(Excerpted text begins)

Archive for the ‘Bugs’ Category

Cryptic genetic variation in software:…

Tuesday, October 14th, 2014

Cryptic genetic variation in software: hunting a buffered 41 year old bug by Sean Eddy.

From the post:

In genetics, cryptic genetic variation means that a genome can contain mutations whose phenotypic effects are invisible because they are suppressed or buffered, but under rare conditions they become visible and subject to selection pressure.

In software code, engineers sometimes also face the nightmare of a bug in one routine that has no visible effect because of a compensatory bug elsewhere. You fix the other routine, and suddenly the first routine starts failing for an apparently unrelated reason. Epistasis sucks.

I’ve just found an example in our code, and traced the origin of the problem back 41 years to the algorithm’s description in a 1973 applied mathematics paper. The algorithm — for sampling from a Gaussian distribution — is used worldwide, because it’s implemented in the venerable RANLIB software library still used in lots of numerical codebases, including GNU Octave. It looks to me that the only reason code has been working is that a compensatory “mutation” has been selected for in everyone else’s code except mine.


A bug hunting story to read and forward! Sean just bagged a forty-one (41) year old bug. What’s the oldest bug you have ever found?

When you reach the crux of the problem, you will understand why ambiguous, vague, incomplete and poorly organized standards annoy me to no end.

No guarantees of unambiguous results but if you need extra eyes on IT standards you know where to find me.

I first saw this in a tweet by Neil Saunders.

How to find bugs in MySQL

Sunday, April 20th, 2014

How to find bugs in MySQL by Roel Van de Paar.

(Excerpted text ends)

▶ Task item
Check each statement against the page on software bugs, answering yes or no and quoting the text's deciding words: 1. The algorithm's description goes back to a 1973 applied mathematics paper. 2. The algorithm samples from a uniform distribution. 3. The post was first seen in a tweet by Roel Van de Paar.

(Listed entries begins)

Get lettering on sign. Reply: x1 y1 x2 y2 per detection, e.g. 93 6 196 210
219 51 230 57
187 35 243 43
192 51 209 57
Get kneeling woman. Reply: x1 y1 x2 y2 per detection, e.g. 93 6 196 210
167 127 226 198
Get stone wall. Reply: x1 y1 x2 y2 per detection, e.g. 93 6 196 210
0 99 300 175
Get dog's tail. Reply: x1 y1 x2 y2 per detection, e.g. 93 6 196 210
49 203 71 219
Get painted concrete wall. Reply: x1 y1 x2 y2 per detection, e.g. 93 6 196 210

(Listed entries ends)

▶ Solution to the exercise
1. Yes: "traced the origin of the problem back 41 years to the algorithm’s description in a 1973 applied mathematics paper."
2. No: "for sampling from a Gaussian distribution"
3. No: "I first saw this in a tweet by Neil Saunders."